Task inputs:
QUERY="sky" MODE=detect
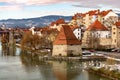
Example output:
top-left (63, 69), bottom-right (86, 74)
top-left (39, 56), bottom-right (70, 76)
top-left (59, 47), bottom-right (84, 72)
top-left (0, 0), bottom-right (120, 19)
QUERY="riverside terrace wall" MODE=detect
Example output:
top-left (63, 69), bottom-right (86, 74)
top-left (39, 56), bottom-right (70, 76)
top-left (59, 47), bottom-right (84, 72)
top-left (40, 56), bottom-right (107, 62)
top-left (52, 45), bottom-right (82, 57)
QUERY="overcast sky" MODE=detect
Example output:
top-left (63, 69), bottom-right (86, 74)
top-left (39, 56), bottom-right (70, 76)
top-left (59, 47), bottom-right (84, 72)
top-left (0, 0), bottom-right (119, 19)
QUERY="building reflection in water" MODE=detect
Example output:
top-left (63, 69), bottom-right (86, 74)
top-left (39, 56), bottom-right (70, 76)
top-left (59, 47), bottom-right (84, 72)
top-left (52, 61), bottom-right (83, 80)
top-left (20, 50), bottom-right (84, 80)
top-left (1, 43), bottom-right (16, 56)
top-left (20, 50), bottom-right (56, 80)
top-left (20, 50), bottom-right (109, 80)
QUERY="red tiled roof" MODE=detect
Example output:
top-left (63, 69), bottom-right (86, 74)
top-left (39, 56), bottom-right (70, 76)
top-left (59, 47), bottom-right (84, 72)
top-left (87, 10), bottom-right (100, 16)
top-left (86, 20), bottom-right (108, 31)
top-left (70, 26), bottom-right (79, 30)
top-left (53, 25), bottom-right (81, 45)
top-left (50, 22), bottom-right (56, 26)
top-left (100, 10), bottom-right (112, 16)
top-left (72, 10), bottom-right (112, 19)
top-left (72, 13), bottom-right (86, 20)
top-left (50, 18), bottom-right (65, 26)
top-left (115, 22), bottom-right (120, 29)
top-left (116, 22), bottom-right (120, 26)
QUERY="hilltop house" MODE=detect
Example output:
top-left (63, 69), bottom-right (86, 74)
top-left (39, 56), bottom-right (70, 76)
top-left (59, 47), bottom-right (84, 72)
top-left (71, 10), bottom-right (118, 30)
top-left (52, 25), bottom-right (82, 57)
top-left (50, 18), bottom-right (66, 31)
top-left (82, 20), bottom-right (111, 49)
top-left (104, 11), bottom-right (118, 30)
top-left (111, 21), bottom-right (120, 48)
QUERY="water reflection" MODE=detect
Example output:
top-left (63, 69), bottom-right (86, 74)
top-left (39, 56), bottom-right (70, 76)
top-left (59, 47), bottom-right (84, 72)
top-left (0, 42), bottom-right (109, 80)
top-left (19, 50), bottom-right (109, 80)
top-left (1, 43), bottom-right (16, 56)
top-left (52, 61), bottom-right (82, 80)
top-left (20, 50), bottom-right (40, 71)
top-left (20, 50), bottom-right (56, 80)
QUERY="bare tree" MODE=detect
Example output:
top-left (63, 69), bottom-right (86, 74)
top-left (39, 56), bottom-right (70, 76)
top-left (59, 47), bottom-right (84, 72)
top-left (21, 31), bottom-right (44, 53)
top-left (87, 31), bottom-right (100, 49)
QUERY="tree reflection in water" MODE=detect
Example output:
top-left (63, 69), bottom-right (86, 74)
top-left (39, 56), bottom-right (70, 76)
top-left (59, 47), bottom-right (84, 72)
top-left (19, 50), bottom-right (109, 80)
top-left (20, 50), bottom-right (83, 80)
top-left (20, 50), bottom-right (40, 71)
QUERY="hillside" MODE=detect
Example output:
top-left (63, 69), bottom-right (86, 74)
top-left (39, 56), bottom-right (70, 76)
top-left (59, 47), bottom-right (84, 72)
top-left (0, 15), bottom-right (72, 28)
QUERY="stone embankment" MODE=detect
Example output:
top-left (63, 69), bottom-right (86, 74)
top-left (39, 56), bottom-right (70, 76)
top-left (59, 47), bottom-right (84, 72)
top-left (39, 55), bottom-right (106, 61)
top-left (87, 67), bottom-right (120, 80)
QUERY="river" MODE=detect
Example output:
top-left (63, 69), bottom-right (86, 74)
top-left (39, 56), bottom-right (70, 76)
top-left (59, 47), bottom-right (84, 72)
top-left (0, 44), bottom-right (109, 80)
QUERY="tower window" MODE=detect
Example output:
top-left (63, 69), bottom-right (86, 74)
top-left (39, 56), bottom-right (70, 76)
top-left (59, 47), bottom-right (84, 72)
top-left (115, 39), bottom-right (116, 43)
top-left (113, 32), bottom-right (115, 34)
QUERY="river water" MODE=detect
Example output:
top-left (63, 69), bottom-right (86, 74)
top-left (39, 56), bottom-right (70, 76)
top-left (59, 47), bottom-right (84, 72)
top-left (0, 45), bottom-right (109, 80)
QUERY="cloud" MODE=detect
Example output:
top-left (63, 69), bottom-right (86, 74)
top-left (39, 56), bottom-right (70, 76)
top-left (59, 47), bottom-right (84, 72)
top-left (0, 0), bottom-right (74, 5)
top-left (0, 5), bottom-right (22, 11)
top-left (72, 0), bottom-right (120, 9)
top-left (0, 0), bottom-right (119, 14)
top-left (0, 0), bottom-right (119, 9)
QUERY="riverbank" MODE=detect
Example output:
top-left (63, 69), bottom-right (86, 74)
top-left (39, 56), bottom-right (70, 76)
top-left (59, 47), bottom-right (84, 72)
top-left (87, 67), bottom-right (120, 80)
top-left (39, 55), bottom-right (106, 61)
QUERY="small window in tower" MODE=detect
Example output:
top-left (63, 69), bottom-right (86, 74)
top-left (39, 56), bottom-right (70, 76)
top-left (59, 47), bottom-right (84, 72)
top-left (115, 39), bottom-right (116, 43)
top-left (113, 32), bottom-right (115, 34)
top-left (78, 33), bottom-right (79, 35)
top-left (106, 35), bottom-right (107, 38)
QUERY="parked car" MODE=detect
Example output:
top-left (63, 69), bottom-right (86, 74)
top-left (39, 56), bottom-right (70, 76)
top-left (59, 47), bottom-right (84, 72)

Assigned task:
In these entries, please give the number of lines holding the string "tree" and nothing more.

Response area:
2